- What you have to do -
Pick out every line of the material below that contains the string "plate", and copy each one.

- Given data -
-- start --

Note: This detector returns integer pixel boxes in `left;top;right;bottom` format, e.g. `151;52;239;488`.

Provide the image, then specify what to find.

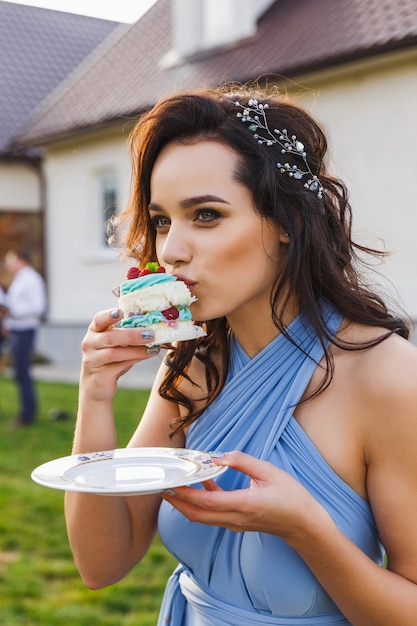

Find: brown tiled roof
12;0;417;144
0;1;117;153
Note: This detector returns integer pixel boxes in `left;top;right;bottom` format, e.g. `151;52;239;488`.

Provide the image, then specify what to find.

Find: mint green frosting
120;305;191;328
120;273;177;296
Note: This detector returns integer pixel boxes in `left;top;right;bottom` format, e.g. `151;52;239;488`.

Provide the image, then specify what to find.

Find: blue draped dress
158;304;384;626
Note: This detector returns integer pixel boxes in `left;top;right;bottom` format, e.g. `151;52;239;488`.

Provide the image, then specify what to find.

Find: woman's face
149;141;284;326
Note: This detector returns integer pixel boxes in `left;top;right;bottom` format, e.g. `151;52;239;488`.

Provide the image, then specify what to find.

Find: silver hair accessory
231;98;324;198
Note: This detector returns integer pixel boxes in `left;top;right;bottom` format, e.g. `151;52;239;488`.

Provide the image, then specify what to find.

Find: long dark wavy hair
114;87;409;432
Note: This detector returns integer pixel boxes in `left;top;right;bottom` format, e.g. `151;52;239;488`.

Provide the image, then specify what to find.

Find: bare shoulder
334;324;417;409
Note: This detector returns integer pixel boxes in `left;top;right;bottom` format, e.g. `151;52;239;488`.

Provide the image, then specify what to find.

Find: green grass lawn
0;378;175;626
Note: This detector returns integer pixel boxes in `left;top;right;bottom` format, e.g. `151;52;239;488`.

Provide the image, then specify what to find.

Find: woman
66;90;417;626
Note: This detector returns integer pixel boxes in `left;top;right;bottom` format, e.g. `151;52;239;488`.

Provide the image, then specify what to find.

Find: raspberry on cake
114;263;206;345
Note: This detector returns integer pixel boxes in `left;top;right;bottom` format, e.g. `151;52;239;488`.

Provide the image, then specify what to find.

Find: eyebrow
148;194;230;211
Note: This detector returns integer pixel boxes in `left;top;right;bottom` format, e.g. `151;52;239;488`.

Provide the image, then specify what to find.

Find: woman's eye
150;215;170;230
196;209;220;223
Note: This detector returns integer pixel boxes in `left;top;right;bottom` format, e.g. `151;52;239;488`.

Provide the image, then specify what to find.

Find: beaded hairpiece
232;98;324;198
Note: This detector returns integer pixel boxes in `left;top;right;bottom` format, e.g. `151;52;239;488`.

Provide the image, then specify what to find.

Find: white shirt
5;266;47;330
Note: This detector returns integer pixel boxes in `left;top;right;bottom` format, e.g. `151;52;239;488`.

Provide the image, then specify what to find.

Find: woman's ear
279;228;290;244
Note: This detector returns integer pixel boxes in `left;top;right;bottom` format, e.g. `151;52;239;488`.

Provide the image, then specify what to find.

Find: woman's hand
162;452;328;542
80;309;159;401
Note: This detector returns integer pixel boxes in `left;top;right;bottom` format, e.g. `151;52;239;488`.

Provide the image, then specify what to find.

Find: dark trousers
9;329;37;423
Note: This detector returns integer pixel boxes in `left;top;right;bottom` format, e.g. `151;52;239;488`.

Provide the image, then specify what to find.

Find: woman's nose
161;224;192;267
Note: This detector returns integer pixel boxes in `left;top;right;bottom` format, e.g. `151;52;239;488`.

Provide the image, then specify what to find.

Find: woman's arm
65;311;182;588
163;334;417;626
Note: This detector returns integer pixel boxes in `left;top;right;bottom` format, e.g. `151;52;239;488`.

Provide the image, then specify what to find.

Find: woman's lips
174;274;197;291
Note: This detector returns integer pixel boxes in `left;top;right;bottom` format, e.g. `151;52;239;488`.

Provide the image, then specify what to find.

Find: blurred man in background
4;250;47;427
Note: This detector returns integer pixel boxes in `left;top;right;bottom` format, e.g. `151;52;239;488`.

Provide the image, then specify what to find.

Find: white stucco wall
45;125;130;325
0;162;41;211
41;51;417;360
301;54;417;319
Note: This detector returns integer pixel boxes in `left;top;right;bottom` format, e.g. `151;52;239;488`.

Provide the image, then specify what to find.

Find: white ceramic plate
32;448;227;496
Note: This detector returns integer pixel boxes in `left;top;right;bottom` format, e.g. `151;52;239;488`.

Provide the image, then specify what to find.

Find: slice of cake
114;263;206;346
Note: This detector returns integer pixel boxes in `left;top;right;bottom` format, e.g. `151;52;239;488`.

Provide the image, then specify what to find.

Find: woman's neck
227;303;299;358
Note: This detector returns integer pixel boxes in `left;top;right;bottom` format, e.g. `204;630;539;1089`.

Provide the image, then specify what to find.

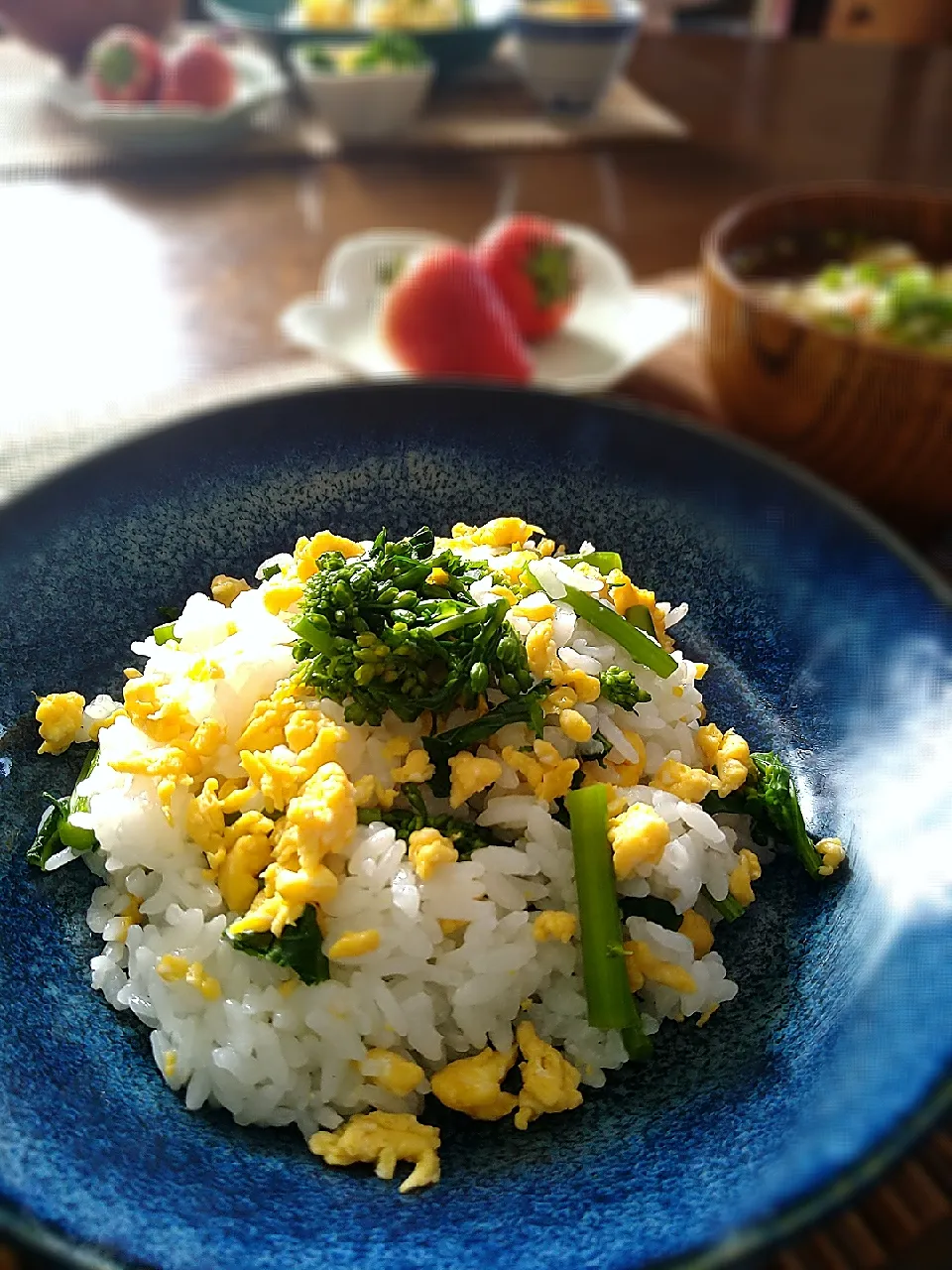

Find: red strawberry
476;216;579;339
86;27;163;101
381;246;532;384
162;40;235;110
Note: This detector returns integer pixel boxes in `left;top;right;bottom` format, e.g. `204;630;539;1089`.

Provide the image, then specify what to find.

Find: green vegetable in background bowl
300;32;426;75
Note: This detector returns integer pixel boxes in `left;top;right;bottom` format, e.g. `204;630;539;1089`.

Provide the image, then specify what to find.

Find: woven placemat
0;38;686;179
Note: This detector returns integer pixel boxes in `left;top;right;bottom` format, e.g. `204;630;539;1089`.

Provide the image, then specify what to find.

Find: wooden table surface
0;27;952;1270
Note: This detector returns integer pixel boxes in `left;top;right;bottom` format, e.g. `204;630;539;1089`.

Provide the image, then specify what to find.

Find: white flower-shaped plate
281;223;690;393
50;49;287;154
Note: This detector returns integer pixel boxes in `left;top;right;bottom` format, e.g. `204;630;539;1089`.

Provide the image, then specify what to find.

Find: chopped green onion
60;745;99;852
557;552;622;577
548;586;678;680
27;793;68;869
565;785;652;1058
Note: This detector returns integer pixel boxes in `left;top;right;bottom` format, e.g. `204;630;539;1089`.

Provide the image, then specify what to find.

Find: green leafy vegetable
226;904;330;984
558;552;622;577
702;753;822;878
598;666;652;710
565;785;652;1058
294;528;532;724
27;793;69;869
537;586;678;680
357;807;499;860
60;745;99;852
422;681;549;798
625;604;654;639
353;31;426;71
701;886;747;922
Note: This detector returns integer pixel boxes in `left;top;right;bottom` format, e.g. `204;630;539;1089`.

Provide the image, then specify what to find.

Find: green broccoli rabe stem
598;666;652;710
225;904;330;984
625;604;654;639
540;586;678;680
565;785;652;1057
422;681;549;798
702;752;822;878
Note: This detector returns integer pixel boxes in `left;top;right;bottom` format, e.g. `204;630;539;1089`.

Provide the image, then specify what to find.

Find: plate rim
0;380;952;1270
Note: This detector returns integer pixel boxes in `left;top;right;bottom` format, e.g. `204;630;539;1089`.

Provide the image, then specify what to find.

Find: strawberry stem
526;242;576;309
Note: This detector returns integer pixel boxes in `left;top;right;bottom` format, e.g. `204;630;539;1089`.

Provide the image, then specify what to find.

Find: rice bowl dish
32;516;844;1189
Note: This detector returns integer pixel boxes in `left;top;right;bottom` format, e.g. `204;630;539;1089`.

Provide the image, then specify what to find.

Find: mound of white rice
43;523;767;1163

-- end --

- Solution to this problem -
Find: white ceramic plate
Find: white flower-shaped plate
Find: plate rim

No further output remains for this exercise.